## Your instructions
In the email exchange about exim socket permissions, why does the reply say the exim parent process would ordinarily be invoked as root?

## Text extract
○ ○ ○

Markus Bergholz wrote:
>> What's the ownership of the socket? Can the user exim is running as
>> read/write it?
>>
> 
> hm, ls -l said only root is allowed:
> srw-rw---- 1 root root
> 
> but i'm little confused...i've got no user exim? how to do that exim is allow 
> to read/write?
> 
> greetings
> markus

'Depends on the Situation'...

Your exim 'parent' process would ordinarily be invoked by/as root else 
cannot take control of port 25 (587, et al).

But it should then drop privileges and most specifically run each of the 
'child' processes as a lesser-privileged user, eg 'mail', 'exim', 
'eximd' .. whatever you built it to utilize or configued it to utilize.

○ ○ ○

## Information supplied
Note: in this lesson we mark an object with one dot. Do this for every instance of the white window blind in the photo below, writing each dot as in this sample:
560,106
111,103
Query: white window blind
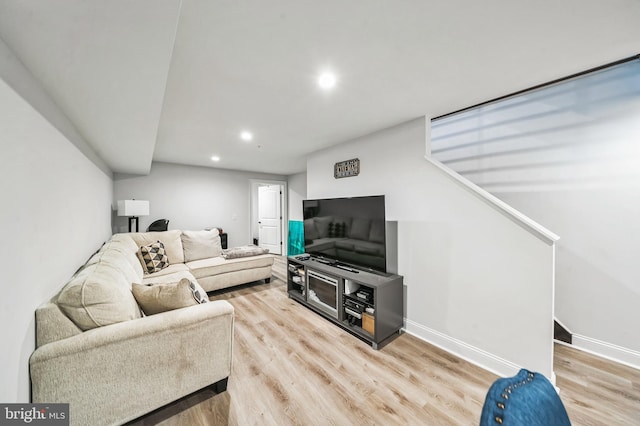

○ ○ ○

## Solution for this problem
Otherwise it cannot take control of port 25 (or 587 and similar ports).